→ Records for processing
---*---

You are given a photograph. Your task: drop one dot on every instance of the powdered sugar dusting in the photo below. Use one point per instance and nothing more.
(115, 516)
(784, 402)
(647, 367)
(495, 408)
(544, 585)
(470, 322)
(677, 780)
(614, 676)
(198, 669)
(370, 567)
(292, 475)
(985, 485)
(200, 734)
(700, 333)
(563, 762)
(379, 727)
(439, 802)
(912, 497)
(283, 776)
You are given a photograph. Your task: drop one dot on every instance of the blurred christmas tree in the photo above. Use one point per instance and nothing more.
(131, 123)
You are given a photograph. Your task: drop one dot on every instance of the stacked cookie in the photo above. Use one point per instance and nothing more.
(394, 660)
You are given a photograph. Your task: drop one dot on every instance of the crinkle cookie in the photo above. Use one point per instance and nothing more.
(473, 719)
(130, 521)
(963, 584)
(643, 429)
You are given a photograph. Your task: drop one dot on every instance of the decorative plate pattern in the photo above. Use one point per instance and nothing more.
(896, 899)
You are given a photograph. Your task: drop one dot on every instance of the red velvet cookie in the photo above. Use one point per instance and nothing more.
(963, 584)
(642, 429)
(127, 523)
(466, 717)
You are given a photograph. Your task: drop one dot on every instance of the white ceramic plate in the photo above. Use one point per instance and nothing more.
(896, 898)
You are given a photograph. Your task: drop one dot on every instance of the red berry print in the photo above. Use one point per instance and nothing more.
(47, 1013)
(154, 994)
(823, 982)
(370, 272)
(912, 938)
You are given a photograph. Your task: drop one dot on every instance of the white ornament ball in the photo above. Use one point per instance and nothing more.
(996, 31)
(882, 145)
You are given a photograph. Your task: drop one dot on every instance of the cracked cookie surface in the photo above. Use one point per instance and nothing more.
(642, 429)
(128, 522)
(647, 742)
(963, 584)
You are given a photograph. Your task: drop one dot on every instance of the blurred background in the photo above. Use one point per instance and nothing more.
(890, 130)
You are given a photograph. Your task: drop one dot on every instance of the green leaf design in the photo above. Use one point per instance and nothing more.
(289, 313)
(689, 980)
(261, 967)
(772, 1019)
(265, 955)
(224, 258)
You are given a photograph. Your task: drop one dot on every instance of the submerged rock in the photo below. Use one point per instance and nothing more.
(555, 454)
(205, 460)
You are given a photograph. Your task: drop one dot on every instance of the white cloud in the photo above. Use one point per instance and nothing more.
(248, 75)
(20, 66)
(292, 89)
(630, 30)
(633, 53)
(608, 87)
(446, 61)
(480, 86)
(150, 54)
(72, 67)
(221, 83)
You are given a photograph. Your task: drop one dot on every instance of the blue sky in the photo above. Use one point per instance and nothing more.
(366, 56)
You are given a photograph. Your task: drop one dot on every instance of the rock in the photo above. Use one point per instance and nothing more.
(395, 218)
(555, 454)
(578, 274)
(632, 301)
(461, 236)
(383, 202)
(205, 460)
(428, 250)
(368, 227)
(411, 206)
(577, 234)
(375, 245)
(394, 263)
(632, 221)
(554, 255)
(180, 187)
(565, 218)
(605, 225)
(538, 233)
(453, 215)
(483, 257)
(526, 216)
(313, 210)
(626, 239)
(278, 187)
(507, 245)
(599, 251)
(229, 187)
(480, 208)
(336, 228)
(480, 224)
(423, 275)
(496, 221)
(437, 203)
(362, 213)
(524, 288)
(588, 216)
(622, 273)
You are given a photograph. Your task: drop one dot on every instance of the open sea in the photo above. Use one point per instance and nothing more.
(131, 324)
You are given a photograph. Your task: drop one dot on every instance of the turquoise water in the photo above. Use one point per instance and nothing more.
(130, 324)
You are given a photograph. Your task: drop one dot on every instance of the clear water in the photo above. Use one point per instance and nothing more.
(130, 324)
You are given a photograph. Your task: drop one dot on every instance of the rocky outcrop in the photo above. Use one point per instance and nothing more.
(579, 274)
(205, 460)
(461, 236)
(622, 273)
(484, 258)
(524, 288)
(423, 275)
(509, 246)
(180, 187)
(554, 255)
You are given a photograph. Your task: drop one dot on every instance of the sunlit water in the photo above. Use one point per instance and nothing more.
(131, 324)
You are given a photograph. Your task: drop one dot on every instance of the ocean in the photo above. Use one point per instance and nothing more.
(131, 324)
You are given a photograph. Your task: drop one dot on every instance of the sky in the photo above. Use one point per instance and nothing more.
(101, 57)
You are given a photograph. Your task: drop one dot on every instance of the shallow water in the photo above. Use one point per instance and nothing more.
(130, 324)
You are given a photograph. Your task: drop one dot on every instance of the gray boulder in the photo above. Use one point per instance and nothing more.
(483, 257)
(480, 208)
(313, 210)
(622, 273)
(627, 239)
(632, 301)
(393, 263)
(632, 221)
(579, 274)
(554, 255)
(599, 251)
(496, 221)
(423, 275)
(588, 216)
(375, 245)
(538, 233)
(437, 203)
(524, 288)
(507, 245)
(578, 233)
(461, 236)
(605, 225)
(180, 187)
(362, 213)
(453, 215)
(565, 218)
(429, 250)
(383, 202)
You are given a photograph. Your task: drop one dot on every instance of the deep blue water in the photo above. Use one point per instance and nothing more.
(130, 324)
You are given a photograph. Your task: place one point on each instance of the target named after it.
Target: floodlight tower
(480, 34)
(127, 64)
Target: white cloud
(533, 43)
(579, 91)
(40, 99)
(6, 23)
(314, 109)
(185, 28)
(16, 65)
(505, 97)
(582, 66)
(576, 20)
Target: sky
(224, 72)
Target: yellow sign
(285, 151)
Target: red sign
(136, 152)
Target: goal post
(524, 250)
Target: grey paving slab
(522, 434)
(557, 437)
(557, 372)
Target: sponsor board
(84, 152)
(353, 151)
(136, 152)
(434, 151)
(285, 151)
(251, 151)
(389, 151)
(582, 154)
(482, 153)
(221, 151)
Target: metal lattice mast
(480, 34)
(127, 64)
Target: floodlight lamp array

---*---

→ Task requirements
Reproduce every line above, keeping each word exactly as it appears.

→ Answer to this problem
You are given a photograph. Your task: drop one dot on every instance of the powdered sugar dusting in the photo below. Use one point per instance and nothing more.
(115, 516)
(784, 402)
(647, 367)
(495, 408)
(544, 585)
(470, 322)
(677, 780)
(614, 676)
(198, 669)
(370, 567)
(292, 475)
(985, 485)
(200, 734)
(700, 333)
(563, 762)
(379, 727)
(439, 802)
(912, 497)
(283, 776)
You are given a photograph. Your task: drop one dot on every instance of the blurred christmas tree in the photo above. Use one point per instance and nothing more.
(131, 123)
You are given a photograph. Your task: drop one dot on every instance of the stacked cookie in the photo above. Use one point per instance and nothing more.
(394, 660)
You are given a photograph. Your task: drop one dot on every instance of the crinkle cookie in the photo above. Use one point per instance and nothing more.
(473, 719)
(130, 521)
(963, 584)
(643, 429)
You are given a photograph. Your task: drop one dot on every instance of the decorative plate pattern in the photo above. Use one point per instance and nothing more.
(896, 899)
You are given a photograph. Your task: drop one dot on every instance of the red velvet cookie in the photo above. Use one point per instance and nothing more.
(963, 584)
(642, 429)
(127, 523)
(466, 717)
You are given a photograph. Your task: drop one dot on every instance of the white ceramic plate in the photo above. Use one point per instance and nothing more.
(896, 898)
You are given a photograph. Your task: drop one dot on every instance of the red berry print in the photo above. Use one point per instance and nothing more.
(47, 1013)
(154, 994)
(823, 982)
(370, 272)
(912, 938)
You are given a photograph. Your task: drop one dot on every instance of the white ornament ball in the photo above. Use one point per instance and nothing more.
(996, 31)
(882, 145)
You are given a photograph. Your task: drop one dot on every instance of the cracked cookie surface in the photo above. Use one point per instance and nothing more.
(642, 429)
(128, 522)
(647, 742)
(963, 584)
You are given a photograph. Your task: drop one dot on every instance of the blurred background in the photo above. Use one point per instance and nothing more.
(890, 130)
You are given a photograph. Your task: drop one dot on every instance of the green leaf design in the photo above. Use one point per instance and nothing more.
(289, 313)
(689, 980)
(261, 967)
(772, 1019)
(265, 955)
(224, 258)
You are given a photograph. Your task: drop one dot on every instance of the submerged rock in the photo below. Use one point per instance and nothing more.
(555, 454)
(205, 460)
You are given a photograph. Your task: drop one dot on every instance of the white cloud in the photo above. Use one point per instance and nothing more.
(248, 75)
(20, 66)
(292, 89)
(630, 30)
(633, 53)
(608, 87)
(446, 61)
(480, 86)
(150, 54)
(72, 67)
(221, 83)
You are given a photograph. Your task: drop one dot on every instance of the blue sky in the photo above. Use one point per instance and nothing more.
(366, 56)
You are given a photograph. Your task: drop one dot on every instance of the rock in the photo above. Use one point per instance and nothing more.
(395, 218)
(555, 454)
(578, 274)
(632, 301)
(461, 236)
(383, 202)
(205, 460)
(428, 250)
(368, 227)
(411, 206)
(577, 234)
(375, 245)
(394, 263)
(632, 221)
(554, 255)
(180, 187)
(565, 218)
(605, 225)
(538, 233)
(453, 215)
(483, 257)
(526, 216)
(313, 210)
(626, 239)
(278, 187)
(507, 245)
(599, 251)
(229, 187)
(480, 208)
(336, 228)
(480, 224)
(423, 275)
(496, 221)
(437, 203)
(362, 213)
(524, 288)
(588, 216)
(622, 273)
You are given a photograph. Your task: drop one dot on every instance of the open sea in the photo above. Use one point per instance and nothing more.
(131, 324)
You are given a photograph. Your task: drop one dot on every instance of the turquoise water in the photo above. Use one point per instance and nothing more.
(130, 324)
You are given a photograph. Your task: drop one dot on every instance of the clear water in the photo above. Use one point per instance and nothing more.
(130, 324)
You are given a photograph. Your task: drop one dot on every instance of the rocky outcrop in the photo above. Use one point per instance and nothing more.
(579, 274)
(205, 460)
(461, 236)
(622, 273)
(484, 258)
(524, 288)
(423, 275)
(509, 246)
(180, 187)
(554, 255)
You are given a photograph. Your task: drop one dot on every instance of the sunlit water in the photo above. Use one point per instance and nothing more.
(131, 324)
You are given a photograph. Your task: drop one dot on every instance of the ocean in the photo above. Use one point per instance and nothing more.
(131, 324)
You are given a photograph. Your task: drop one dot on every instance of the sky in the photo above. Use one point per instance and nothing more.
(101, 57)
You are given a photograph. Your task: drop one dot on every instance of the shallow water in the photo above. Use one point per instance and nothing more.
(130, 324)
You are given a photograph. Your task: drop one dot on every instance of the gray boulder in the photo above. Use one point per instance and nothing more.
(483, 257)
(480, 208)
(313, 210)
(622, 273)
(627, 239)
(632, 301)
(393, 263)
(632, 221)
(579, 274)
(554, 255)
(599, 251)
(496, 221)
(423, 275)
(588, 216)
(375, 245)
(538, 233)
(437, 203)
(524, 288)
(507, 245)
(578, 233)
(461, 236)
(605, 225)
(180, 187)
(362, 213)
(453, 215)
(565, 218)
(429, 250)
(383, 202)
You are given a photograph. Your task: drop one dot on every instance of the deep blue water in the photo above. Use one point per instance and nothing more.
(130, 324)
You are given a photograph. Your task: place one point on each instance of the target named after it.
Target: floodlight tower
(480, 34)
(127, 64)
Target: white cloud
(533, 43)
(579, 91)
(40, 99)
(6, 23)
(314, 109)
(185, 28)
(16, 65)
(505, 97)
(582, 66)
(576, 20)
Target: sky
(224, 72)
Target: yellow sign
(285, 151)
Target: red sign
(136, 152)
Target: goal post
(524, 250)
Target: grey paving slab
(522, 434)
(557, 437)
(557, 372)
Target: sponsor board
(84, 152)
(353, 151)
(136, 152)
(434, 151)
(285, 151)
(251, 151)
(389, 151)
(582, 154)
(482, 153)
(221, 151)
Target: metal lattice mast
(480, 34)
(127, 64)
Target: floodlight lamp array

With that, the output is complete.